Which lines in the items below contain the string "jersey"? Show each of those lines in full.

Record set:
++++
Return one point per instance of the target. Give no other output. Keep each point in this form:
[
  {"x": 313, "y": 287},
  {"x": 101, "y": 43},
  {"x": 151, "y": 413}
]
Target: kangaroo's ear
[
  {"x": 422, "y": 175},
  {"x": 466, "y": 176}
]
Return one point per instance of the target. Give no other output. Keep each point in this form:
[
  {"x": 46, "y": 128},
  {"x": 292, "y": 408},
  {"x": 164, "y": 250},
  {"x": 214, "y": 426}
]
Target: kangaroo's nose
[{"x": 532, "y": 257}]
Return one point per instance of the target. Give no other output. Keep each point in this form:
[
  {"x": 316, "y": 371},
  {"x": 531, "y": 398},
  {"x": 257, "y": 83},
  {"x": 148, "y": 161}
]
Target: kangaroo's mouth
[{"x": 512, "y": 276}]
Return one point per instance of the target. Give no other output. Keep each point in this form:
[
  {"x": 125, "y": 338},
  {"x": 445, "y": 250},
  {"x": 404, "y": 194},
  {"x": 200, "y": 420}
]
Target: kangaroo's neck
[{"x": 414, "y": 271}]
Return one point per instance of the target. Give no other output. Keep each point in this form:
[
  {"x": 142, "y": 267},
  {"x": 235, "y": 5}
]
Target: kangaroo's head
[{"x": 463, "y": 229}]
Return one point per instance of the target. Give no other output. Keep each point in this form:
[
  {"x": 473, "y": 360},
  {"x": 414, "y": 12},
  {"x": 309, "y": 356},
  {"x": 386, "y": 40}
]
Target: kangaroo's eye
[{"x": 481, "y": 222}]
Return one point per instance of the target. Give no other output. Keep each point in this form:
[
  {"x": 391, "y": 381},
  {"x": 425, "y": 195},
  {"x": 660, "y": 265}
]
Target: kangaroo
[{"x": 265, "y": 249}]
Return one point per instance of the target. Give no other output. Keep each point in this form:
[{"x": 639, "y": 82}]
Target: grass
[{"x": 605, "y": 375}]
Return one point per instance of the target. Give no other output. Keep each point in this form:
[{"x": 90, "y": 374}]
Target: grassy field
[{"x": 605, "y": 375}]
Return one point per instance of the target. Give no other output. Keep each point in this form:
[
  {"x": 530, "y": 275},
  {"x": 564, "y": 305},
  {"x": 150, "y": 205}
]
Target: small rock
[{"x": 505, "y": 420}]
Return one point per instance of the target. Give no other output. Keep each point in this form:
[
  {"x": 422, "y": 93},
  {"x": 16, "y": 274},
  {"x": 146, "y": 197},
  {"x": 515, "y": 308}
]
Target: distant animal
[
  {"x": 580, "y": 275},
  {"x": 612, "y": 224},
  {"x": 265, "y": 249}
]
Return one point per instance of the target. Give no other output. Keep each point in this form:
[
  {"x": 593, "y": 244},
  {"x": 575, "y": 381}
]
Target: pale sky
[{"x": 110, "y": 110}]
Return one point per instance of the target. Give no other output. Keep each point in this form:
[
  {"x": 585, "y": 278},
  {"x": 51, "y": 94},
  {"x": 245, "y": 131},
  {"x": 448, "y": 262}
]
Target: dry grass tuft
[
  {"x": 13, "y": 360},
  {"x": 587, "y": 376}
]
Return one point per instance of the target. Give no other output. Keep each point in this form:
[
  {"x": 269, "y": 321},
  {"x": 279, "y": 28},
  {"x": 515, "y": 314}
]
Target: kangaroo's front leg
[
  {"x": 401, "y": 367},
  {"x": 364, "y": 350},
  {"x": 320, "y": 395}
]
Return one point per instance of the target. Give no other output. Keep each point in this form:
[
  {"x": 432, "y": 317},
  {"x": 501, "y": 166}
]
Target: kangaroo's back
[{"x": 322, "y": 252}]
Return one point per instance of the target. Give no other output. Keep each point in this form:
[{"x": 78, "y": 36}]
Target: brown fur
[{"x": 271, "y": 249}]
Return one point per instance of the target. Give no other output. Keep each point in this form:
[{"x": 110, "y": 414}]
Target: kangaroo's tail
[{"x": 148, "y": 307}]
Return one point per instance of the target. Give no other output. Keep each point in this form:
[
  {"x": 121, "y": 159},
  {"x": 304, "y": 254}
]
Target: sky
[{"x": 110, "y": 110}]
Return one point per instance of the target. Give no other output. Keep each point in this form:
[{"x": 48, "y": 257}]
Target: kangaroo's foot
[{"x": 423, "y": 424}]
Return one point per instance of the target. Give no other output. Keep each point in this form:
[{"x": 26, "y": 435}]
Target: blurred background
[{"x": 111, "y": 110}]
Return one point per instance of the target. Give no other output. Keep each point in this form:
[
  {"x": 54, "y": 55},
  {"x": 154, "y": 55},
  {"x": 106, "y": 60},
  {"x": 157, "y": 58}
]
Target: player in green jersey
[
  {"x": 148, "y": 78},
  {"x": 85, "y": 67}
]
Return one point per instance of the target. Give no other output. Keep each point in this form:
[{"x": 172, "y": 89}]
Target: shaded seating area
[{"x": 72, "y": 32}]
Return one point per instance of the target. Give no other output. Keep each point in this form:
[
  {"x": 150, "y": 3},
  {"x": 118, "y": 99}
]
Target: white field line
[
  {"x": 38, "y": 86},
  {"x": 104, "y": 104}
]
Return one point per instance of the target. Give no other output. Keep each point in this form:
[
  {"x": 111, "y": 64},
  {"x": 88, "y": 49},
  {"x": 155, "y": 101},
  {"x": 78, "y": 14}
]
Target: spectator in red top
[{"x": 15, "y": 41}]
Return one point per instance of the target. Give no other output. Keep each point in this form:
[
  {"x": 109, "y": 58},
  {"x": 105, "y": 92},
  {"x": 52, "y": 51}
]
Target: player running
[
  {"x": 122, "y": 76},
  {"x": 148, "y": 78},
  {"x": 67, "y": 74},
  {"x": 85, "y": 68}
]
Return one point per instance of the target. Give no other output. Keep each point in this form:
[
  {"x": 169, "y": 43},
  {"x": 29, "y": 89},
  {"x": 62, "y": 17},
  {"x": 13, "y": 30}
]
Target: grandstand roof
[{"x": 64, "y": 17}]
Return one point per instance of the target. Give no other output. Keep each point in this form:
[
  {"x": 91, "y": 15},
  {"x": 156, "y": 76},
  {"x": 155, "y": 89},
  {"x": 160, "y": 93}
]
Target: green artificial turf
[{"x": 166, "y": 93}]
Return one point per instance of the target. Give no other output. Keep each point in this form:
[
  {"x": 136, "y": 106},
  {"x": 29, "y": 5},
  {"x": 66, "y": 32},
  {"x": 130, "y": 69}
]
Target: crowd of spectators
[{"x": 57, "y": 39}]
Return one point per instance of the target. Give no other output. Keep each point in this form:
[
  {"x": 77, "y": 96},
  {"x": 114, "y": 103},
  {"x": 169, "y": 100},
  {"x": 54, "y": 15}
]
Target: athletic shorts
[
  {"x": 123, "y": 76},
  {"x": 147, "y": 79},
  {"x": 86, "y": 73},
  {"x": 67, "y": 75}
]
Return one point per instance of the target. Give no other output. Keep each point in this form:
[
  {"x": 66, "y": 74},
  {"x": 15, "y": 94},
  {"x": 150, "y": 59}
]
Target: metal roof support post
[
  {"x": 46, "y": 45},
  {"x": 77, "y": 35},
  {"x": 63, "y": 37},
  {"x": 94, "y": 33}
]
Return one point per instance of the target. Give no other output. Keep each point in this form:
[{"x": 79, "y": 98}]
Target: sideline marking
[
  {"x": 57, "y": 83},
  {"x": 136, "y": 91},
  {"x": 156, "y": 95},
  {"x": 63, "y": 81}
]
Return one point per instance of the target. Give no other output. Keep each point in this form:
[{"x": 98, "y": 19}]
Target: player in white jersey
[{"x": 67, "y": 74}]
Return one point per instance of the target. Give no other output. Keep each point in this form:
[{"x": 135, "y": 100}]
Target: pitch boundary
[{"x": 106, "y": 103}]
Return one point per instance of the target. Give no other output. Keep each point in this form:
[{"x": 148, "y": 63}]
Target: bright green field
++++
Answer:
Target: player in green jersey
Target: player in white jersey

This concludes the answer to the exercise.